--- Source records ---
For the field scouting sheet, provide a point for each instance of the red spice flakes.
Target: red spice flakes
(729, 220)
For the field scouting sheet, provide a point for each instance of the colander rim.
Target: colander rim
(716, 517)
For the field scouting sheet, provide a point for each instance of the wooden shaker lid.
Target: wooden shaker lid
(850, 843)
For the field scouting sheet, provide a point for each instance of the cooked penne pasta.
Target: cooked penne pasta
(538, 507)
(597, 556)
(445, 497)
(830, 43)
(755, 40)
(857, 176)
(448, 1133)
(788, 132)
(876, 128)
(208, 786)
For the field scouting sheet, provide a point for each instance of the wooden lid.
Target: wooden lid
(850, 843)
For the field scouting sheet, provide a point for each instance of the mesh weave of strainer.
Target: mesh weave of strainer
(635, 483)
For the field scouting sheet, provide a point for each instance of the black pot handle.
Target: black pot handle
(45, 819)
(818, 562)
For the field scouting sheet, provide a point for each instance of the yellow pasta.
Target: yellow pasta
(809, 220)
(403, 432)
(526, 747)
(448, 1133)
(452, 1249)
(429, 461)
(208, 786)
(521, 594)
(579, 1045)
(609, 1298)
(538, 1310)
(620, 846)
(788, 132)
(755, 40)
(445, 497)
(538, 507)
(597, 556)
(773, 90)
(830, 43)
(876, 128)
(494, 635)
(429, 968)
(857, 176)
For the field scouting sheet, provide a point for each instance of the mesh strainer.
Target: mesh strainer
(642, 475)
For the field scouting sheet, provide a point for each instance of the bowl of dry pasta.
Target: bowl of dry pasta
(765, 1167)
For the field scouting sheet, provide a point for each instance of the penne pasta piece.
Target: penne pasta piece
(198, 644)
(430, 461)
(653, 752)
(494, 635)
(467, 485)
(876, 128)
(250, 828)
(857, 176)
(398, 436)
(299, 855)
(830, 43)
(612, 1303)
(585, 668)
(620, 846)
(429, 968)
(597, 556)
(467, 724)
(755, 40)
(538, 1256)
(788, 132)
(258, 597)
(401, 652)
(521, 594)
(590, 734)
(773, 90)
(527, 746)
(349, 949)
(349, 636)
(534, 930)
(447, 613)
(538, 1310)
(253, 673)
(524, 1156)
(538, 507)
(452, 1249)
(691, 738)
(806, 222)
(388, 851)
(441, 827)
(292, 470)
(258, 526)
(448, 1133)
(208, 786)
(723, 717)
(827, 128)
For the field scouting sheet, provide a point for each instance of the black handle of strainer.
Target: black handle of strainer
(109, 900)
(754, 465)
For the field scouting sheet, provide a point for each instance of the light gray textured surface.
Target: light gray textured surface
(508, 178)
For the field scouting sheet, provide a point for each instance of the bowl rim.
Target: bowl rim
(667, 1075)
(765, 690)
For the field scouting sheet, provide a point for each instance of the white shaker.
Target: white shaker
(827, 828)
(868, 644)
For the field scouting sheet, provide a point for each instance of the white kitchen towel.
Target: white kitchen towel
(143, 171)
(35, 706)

--- Task goal ---
Each line above must be retyped exactly in the response.

--- Answer ---
For the field scouting sheet, provide a point for each instance of the red spice flakes.
Target: red spice flakes
(729, 220)
For the field scouting sheet, provide a point for each instance of the colander rim.
Target: colander rim
(716, 517)
For the field scouting sheet, provide a point for each instance of the wooden shaker lid.
Target: wooden shaker lid
(850, 843)
For the field scouting sheet, provide a point for each instance of the cooked penne pasta.
Target: cooked penne pasta
(538, 507)
(597, 556)
(445, 497)
(830, 43)
(755, 40)
(857, 176)
(448, 1133)
(788, 132)
(876, 128)
(208, 786)
For the field scouting sheet, provide a point for each instance of the wooden lid.
Target: wooden lid
(850, 843)
For the field scouting sheet, provide a point for each instance of the mesh weave of strainer.
Target: mesh weave of strainer
(635, 483)
For the field scouting sheet, provide a point for each instance of the black pot handle.
Target: black pot handle
(45, 819)
(818, 562)
For the field scouting sheet, provide a point for each instance of the yellow pasta.
Target: yellow pasta
(809, 220)
(403, 432)
(526, 747)
(448, 1133)
(452, 1249)
(429, 461)
(208, 786)
(521, 594)
(579, 1045)
(609, 1298)
(538, 1310)
(620, 846)
(788, 132)
(755, 40)
(445, 497)
(538, 507)
(597, 556)
(773, 90)
(830, 43)
(876, 128)
(494, 635)
(429, 968)
(857, 176)
For the field scouting sheet, provide a point for each instance of the mesh strainer.
Target: mesh strainer
(642, 475)
For the field scouting sheet, provide a point for each instance of the bowl of dry pasta.
Target: bowl of dry pasta
(765, 1167)
For the field scouting sheet, provide a point for each instance of the penne pasta piece.
Target: penne pasta piece
(198, 644)
(430, 461)
(653, 752)
(494, 635)
(467, 485)
(876, 128)
(250, 828)
(857, 176)
(398, 436)
(299, 855)
(830, 43)
(612, 1303)
(585, 668)
(620, 846)
(429, 968)
(597, 556)
(467, 724)
(755, 40)
(538, 1256)
(788, 132)
(258, 597)
(401, 652)
(521, 594)
(590, 734)
(773, 90)
(527, 746)
(349, 949)
(349, 636)
(534, 930)
(447, 613)
(538, 1310)
(253, 673)
(524, 1156)
(538, 507)
(452, 1249)
(691, 738)
(806, 222)
(388, 851)
(441, 827)
(292, 470)
(258, 526)
(448, 1133)
(208, 786)
(723, 717)
(827, 128)
For the field scouting sheet, provide a point for each instance of the black handle of strainer.
Target: black handle of strainer
(109, 900)
(754, 465)
For the field scouting sheet, provide a point for each instance of the light gray textured surface.
Target: light gray textured surface
(508, 178)
For the field scouting sheet, provide a point for each instance of the bowl rim.
Target: bowl rim
(667, 1075)
(765, 690)
For the field scouting sheet, provide a point for each instance of the white shaker.
Target: white shaker
(827, 828)
(868, 644)
For the field scouting sheet, provide a point for each instance of the white kitchen towel.
Target: white kitchen towel
(143, 171)
(35, 706)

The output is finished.